[start of DATASET EXTRACT]

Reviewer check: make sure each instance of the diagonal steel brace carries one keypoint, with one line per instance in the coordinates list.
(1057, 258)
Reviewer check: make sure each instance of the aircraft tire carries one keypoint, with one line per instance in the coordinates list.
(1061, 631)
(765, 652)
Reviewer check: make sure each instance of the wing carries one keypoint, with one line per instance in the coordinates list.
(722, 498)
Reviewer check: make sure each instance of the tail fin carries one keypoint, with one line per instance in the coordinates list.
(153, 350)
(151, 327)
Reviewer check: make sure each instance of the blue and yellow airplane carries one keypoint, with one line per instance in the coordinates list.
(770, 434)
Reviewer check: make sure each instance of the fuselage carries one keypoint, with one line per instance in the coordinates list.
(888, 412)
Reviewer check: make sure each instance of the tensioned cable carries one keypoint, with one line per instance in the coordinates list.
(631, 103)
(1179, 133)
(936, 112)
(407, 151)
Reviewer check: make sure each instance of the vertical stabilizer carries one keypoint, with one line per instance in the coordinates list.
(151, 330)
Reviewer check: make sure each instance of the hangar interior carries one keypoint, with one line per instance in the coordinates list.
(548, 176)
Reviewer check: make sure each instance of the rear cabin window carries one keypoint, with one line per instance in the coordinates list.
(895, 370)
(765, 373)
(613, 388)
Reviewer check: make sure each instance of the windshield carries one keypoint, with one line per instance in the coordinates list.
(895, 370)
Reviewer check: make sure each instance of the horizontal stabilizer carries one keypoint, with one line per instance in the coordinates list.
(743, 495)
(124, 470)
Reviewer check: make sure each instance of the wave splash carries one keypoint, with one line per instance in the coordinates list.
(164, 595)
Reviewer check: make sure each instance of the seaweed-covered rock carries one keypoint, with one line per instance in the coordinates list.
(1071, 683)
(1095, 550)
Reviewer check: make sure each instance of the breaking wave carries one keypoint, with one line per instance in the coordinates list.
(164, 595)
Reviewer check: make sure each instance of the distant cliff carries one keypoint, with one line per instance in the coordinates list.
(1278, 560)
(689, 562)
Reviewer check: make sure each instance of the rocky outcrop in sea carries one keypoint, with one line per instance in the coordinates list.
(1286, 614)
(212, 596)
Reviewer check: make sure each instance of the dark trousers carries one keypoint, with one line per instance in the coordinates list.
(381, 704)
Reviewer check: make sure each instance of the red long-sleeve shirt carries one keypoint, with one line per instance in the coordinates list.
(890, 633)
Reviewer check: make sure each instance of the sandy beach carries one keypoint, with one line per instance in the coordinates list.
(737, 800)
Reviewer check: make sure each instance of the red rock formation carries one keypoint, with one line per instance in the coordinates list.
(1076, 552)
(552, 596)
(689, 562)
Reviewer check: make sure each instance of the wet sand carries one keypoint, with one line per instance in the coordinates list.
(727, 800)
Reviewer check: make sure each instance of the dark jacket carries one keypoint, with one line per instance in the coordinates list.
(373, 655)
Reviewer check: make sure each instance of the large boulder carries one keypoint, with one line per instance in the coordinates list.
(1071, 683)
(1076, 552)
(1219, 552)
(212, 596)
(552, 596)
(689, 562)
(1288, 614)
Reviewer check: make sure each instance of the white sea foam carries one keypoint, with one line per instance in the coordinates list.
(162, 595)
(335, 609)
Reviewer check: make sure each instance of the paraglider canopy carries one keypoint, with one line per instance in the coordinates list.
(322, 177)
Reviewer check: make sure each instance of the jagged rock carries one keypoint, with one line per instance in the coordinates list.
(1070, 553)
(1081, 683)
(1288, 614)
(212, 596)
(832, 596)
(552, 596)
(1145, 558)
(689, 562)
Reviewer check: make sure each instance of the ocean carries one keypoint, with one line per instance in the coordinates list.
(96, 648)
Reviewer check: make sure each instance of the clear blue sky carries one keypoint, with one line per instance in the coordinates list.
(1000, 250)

[end of DATASET EXTRACT]

Change "Reviewer check" to "Quality check" in the lines from the one with "Reviewer check: make sure each instance of the ocean" through the last line, leaving everything else unchanged, and give only those lines.

**CORRECT RESPONSE:**
Quality check: make sure each instance of the ocean carries one keypoint, with one line per instance in the coordinates list.
(96, 648)
Quality check: make sure each instance of the clear blue sky carries one keypoint, with one line per instance in the coordinates list.
(1000, 250)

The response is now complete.